Exercise goal :: Echo the lines of each item below without any changes.

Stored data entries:

------------------------------------

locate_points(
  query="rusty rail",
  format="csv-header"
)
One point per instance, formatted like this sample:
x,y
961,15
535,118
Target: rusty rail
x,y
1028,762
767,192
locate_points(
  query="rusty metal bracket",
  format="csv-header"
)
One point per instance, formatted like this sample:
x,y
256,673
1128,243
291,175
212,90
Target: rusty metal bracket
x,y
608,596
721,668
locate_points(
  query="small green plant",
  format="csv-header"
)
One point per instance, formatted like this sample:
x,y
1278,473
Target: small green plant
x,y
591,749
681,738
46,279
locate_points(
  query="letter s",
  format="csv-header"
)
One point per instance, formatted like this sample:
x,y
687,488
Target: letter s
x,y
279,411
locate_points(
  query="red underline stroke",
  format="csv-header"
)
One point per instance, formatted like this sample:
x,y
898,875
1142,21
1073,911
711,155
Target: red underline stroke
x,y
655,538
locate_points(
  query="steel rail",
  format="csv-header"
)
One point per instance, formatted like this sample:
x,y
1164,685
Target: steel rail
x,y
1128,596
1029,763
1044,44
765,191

------------------------------------

Response to the task ::
locate_points(
  query="rusty rail",
  format="csv-header"
)
One point per instance, formatted like this sample:
x,y
961,15
535,118
Target: rusty rail
x,y
1028,762
767,192
locate_points(
  query="rusty metal bracket",
  format="csv-header"
)
One point per instance, formatted like this sample:
x,y
256,673
1128,243
291,175
212,90
Target: rusty metal bracket
x,y
608,596
721,668
locate_points(
  query="small green plant",
  format="csv-header"
)
One point per instance, formatted like this sample:
x,y
1278,473
Target: small green plant
x,y
591,749
681,738
46,279
locate_points(
  query="letter s",
  format="csv-header"
)
One point per instance, formatted like this sample:
x,y
687,488
Target: letter s
x,y
279,411
locate_points(
  query="red underline stroke",
  format="csv-header"
)
One point per instance, formatted like this sample:
x,y
898,875
1142,21
1073,911
711,155
Target: red underline stroke
x,y
655,538
locate_points(
  query="steel rail",
  format="csv-header"
)
One point per instance, formatted like this sample:
x,y
1164,685
Target: steel rail
x,y
1128,596
1029,763
1044,44
765,191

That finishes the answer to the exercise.